__Document text__
• • •
Nashville, Tennessee officials concealed “extremely low” coronavirus cases coming from bars and restaurants in leaked emails, according to WZTV.
The leaked emails between a senior adviser to Nashville’s mayor and a health department official reveal a “disturbing effort” to conceal the low number of coronavirus cases among people who patronize bars and restaurants without wearing masks or face coverings.
“On June 30th, contact tracing was giving a small view of coronavirus clusters. Construction and nursing homes causing problems more than a thousand cases traced to each category, but bars and restaurants reported just 22 cases,” according to one leaked email obtained by WZTV.
In the same email chain, Leslie Waller from the health department asks “This isn’t going to be publicly released, right? Just info for Mayor’s Office?”
“Correct, not for public consumption,” writes senior advisor Benjamin Eagles.
In another email exchange, Tennessee reporter Nate Rai asked the health department to clarify the low number of COVID cases coming from bars and restaurants.
“If there have been over 20,000 positive cases of COVID-19 in Davidson and only 80 or so are traced to restaurants and bars, doesn’t that mean restaurants and bars aren’t a very big problem?”
His query left health department official Brian Todd scrambling for a suitable response.
• • •
Dataset items:
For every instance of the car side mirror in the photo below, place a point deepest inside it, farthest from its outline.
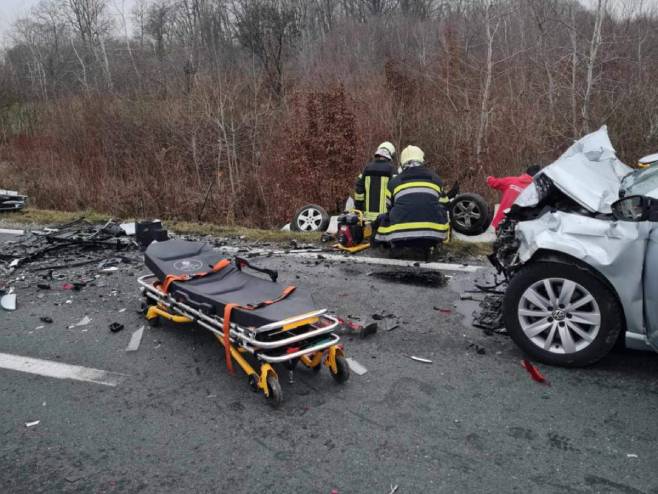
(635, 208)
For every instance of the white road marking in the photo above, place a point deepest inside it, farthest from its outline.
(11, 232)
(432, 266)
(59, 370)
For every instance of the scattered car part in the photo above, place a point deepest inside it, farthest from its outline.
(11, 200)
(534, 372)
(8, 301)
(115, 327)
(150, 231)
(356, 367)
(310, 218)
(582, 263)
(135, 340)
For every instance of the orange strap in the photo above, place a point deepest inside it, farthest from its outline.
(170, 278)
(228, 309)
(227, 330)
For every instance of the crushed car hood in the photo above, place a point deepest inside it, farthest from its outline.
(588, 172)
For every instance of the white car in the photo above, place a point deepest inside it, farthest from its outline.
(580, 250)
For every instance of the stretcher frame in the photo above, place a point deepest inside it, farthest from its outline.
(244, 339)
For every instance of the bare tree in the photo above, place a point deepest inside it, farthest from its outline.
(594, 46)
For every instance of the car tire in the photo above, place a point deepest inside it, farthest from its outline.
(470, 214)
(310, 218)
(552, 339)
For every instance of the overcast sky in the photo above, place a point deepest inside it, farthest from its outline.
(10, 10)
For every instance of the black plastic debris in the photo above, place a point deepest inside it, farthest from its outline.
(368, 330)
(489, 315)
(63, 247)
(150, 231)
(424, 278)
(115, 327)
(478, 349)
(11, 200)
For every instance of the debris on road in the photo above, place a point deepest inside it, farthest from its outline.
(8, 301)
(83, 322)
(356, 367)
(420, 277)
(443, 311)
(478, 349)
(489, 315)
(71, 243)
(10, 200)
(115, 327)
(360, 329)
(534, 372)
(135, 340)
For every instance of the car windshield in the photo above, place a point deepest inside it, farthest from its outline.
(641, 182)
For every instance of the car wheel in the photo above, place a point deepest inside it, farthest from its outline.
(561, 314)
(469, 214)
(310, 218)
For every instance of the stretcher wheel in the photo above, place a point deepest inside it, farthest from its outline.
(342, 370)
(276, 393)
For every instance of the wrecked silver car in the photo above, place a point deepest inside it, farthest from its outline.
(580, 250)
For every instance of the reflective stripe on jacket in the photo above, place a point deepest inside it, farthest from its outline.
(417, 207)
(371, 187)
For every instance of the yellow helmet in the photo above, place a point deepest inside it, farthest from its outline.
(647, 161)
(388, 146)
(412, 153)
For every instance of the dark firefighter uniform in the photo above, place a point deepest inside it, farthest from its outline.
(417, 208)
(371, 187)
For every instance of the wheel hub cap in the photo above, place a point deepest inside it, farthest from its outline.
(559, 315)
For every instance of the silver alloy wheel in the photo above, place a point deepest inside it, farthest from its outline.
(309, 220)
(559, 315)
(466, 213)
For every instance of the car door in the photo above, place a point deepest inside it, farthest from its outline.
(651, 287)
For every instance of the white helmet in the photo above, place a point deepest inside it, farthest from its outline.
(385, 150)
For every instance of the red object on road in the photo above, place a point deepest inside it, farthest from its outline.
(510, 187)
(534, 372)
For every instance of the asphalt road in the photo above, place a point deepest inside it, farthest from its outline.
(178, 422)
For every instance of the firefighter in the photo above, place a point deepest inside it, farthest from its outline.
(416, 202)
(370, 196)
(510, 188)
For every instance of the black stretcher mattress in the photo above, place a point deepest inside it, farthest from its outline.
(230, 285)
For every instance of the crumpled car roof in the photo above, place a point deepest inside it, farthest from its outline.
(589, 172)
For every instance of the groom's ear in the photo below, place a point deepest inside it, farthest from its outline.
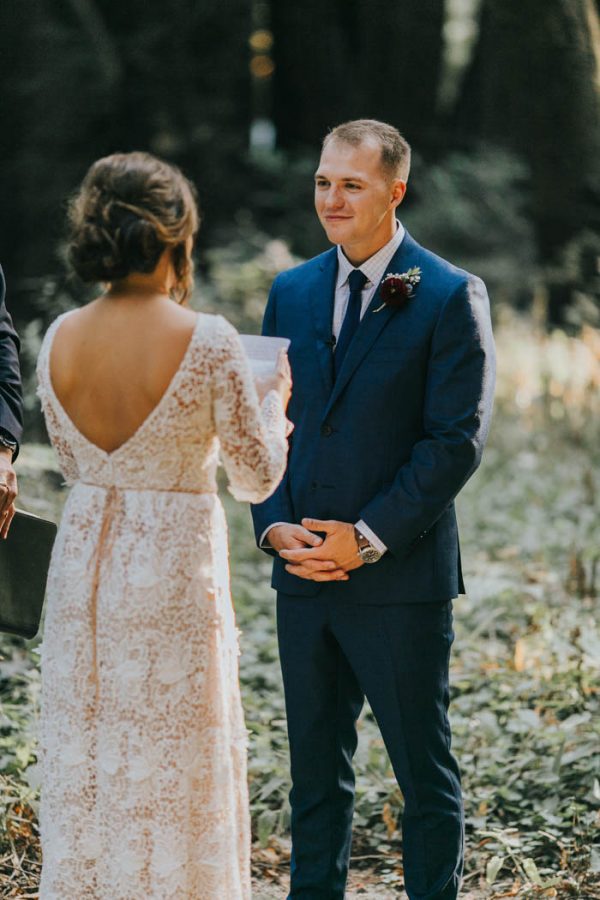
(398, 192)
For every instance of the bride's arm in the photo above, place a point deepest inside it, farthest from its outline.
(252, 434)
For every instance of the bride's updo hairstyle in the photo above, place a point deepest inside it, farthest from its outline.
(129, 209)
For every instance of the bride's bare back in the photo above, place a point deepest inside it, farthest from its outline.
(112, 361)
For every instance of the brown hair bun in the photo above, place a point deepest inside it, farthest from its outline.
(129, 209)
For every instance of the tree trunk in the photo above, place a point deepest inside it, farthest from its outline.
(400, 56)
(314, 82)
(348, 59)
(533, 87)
• • •
__Parts of the exercise__
A - Answer these from the article on Nashville's leaked coronavirus emails:
(i) How many cases did bars and restaurants report according to the June 30th email?
(ii) Who wrote "Correct, not for public consumption"?
(iii) Which two categories each had more than a thousand traced cases?
B - Retype the part of the article on Nashville's leaked coronavirus emails between "In the same" and "a suitable response.", inclusive.
C - Extend the article on Nashville's leaked coronavirus emails, starting after its last sentence.
This material was taken from a different source than the text.

__Written answers__
A -
(i) 22 cases
(ii) Benjamin Eagles, a senior advisor
(iii) Construction and nursing homes

B -
In the same email chain, Leslie Waller from the health department asks “This isn’t going to be publicly released, right? Just info for Mayor’s Office?”
“Correct, not for public consumption,” writes senior advisor Benjamin Eagles.
In another email exchange, Tennessee reporter Nate Rai asked the health department to clarify the low number of COVID cases coming from bars and restaurants.
“If there have been over 20,000 positive cases of COVID-19 in Davidson and only 80 or so are traced to restaurants and bars, doesn’t that mean restaurants and bars aren’t a very big problem?”
His query left health department official Brian Todd scrambling for a suitable response.

C -
He asked five other health officials: “Please advise how you respond. BT.”
The response from an official whose name was redacted from the leaked email:
“My two cents. We have certainly refused to give counts per bar because those numbers are low per site. We could still release the total though, and then a response to the over 80 could be “because that number is increasing all the time and we don’t want to say a specific number.””
For months now, conservatives have accused health officials of over-exaggerating the coronavirus pandemic to keep Americans on lockdown until after the November elections.
Atlanta has fully reopened after a 3-month lockdown. Every bar and nightclub within the Atlanta city limits is packed with patrons who don’t wear masks or social distance.
There has not been a spike in coronavirus cases coming from bars and restaurants in Atlanta.